Task objective –
Switch "bronze" to "copper" in the part of the records that opens with the line containing "Question: Mark the horse's mane" and closes with the line containing "[448,232,520,376]". Return only those lines, with everything else unchanged.
--- start ---
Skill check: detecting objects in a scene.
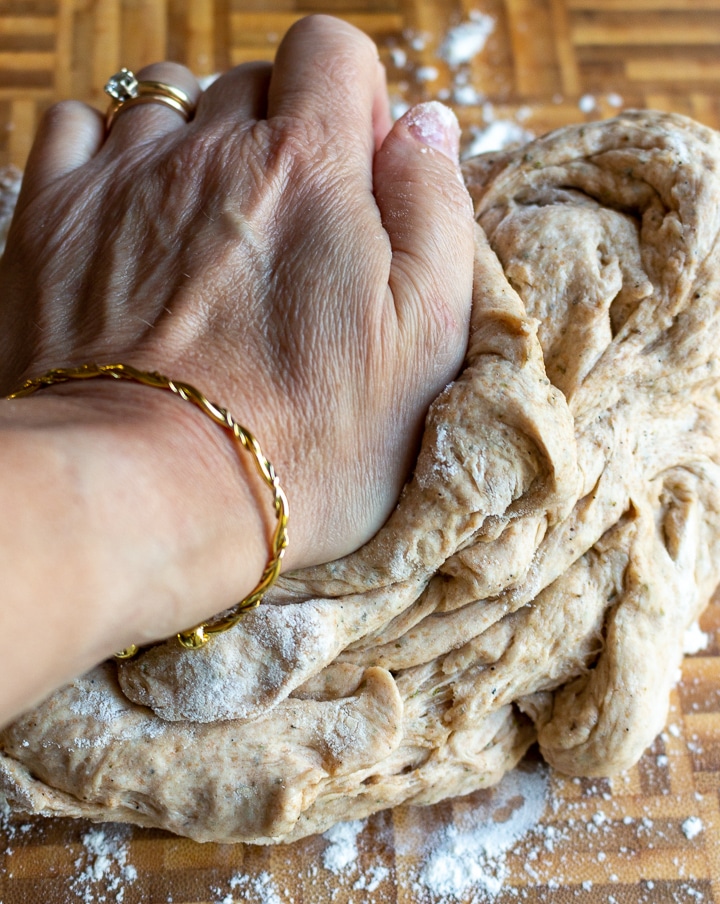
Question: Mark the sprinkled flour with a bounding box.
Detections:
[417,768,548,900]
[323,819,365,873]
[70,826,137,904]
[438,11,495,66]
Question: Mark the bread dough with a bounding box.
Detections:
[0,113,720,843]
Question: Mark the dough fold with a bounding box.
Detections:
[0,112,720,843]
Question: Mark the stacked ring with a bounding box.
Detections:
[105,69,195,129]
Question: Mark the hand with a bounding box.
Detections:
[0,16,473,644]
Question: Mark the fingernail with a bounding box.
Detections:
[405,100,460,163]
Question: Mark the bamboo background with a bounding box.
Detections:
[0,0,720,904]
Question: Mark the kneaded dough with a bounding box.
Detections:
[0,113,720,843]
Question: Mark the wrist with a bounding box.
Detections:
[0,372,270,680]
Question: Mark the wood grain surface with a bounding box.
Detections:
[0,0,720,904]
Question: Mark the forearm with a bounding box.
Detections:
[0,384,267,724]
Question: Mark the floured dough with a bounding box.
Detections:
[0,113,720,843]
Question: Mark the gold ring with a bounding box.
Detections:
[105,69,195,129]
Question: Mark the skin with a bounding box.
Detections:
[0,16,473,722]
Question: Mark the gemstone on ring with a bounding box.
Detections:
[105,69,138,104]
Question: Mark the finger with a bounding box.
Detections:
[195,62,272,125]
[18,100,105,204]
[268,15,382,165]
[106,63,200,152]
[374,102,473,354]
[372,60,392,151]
--- end ---
--- start ---
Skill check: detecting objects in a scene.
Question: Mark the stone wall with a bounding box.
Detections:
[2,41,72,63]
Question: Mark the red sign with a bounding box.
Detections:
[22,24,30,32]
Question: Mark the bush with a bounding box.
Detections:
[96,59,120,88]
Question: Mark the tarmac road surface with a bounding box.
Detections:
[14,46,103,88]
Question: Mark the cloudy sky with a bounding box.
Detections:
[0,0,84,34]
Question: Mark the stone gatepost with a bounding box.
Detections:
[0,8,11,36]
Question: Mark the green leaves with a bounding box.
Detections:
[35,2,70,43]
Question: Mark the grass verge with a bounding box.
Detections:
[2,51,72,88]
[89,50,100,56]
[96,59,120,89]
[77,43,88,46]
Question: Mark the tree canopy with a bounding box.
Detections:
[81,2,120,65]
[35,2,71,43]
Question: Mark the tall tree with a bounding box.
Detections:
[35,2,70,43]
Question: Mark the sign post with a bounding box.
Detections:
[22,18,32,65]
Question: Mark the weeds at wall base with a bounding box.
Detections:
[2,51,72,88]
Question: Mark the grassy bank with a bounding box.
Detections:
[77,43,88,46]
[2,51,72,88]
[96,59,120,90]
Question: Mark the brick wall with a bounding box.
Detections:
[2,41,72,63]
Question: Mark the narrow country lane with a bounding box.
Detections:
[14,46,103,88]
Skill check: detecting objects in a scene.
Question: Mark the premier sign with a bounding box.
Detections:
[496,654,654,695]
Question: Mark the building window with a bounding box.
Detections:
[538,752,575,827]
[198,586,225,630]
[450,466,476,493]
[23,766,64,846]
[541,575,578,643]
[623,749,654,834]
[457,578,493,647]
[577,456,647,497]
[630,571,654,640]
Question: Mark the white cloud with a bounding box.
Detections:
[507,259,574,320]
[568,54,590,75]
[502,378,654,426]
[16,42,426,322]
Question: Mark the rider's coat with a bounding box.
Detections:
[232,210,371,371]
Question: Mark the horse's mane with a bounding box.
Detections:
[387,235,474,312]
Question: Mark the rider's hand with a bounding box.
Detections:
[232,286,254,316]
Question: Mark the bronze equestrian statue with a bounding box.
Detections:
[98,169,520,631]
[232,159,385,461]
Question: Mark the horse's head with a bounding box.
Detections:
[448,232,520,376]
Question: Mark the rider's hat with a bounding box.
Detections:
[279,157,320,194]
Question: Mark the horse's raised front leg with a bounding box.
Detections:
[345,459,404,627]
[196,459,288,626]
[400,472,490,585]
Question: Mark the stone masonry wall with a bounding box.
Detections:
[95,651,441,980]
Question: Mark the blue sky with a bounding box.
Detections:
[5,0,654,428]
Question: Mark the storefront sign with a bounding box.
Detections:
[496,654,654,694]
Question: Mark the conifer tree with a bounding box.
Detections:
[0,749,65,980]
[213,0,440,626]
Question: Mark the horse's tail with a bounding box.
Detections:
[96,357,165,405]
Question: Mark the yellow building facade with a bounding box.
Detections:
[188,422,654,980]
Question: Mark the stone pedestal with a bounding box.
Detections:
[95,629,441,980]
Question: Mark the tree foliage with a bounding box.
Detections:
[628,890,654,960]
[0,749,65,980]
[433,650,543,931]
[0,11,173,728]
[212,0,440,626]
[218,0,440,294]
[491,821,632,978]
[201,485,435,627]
--- end ---
--- start ---
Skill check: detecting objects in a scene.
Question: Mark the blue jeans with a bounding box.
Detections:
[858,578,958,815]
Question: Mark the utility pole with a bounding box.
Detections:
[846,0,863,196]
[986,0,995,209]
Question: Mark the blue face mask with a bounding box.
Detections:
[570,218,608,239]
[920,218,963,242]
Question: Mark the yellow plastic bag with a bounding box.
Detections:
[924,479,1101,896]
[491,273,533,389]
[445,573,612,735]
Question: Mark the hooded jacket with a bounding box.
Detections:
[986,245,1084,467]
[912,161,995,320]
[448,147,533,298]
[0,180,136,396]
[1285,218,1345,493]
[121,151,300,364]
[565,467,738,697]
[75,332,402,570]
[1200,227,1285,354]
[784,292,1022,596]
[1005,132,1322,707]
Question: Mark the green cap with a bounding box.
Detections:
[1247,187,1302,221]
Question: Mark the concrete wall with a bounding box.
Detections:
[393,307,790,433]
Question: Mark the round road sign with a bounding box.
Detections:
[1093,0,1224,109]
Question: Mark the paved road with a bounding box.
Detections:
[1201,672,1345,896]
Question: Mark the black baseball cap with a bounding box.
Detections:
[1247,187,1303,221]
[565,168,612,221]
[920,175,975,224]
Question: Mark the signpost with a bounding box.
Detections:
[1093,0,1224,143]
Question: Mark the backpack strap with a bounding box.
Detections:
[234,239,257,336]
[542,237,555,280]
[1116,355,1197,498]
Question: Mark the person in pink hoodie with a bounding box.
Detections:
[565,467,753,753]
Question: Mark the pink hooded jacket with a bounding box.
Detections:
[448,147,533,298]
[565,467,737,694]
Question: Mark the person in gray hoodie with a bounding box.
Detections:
--- end ---
Reply –
Question: Mark the horse's mane with a bounding box.
Detections:
[387,235,474,312]
Question: Mark the rider's hand with a bounding box.
Detections:
[232,286,254,316]
Question: Mark the copper equestrian statue with a bounding box.
Detections:
[98,169,520,631]
[232,159,385,461]
Question: Mark the horse's head with a bounding box.
Detections:
[448,232,520,376]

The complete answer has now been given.